- _THE INPUT_
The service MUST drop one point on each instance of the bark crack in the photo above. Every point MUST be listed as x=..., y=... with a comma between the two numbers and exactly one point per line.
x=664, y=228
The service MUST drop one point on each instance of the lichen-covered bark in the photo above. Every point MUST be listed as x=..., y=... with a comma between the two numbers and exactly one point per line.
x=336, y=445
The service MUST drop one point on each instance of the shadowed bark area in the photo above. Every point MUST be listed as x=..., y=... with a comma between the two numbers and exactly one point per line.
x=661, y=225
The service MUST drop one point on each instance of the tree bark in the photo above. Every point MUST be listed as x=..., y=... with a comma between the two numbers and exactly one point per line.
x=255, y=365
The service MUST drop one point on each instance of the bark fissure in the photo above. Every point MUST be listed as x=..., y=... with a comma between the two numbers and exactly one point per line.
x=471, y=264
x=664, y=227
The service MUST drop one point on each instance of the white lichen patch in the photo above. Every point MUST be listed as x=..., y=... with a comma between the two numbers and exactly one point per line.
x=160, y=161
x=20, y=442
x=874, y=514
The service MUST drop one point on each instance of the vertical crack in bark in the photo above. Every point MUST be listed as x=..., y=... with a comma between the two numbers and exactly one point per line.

- _WHAT IS EXPECTED_
Set every record down word for word, omitting none.

- _EXERCISE SOLUTION_
The service MUST drop one point on each instance of the bark crack in the photo above. Every point MUST be listed as x=..., y=... with a comma between the two numbers and exactly one point per line.
x=664, y=228
The service MUST drop one point on each instance of the lichen-covered bark in the photo above. Every point MUST be listed as x=..., y=... with a comma between the two numbers and exactly one point per line.
x=336, y=445
The service MUST drop one point on each instance of the shadowed bark area in the photo above. Every point MUST be listed as x=..., y=... with a comma between the two numbers and exactly one point per line.
x=661, y=225
The service MUST drop one point on each instance of the tree bark in the photo above. Every point MUST be listed as x=..., y=... with a comma between the two numbers and exactly one point per line.
x=255, y=365
The service MUST drop one point on each instance of the bark fissure in the photo above. Every point MUST be listed as x=..., y=... with a comma between the two numbers and exactly one point per line.
x=471, y=264
x=664, y=227
The service MUST drop one point on each instance of the white lichen patch in the photo above. Every point MUST be listed as x=..., y=... with a comma between the two numbers and exactly one point per line.
x=160, y=161
x=20, y=442
x=874, y=514
The service MUST drop one point on each instance of the vertical crack in bark in the photo above. Every point MUST be listed as x=..., y=... with a comma between the two numbers and exactly one point per line.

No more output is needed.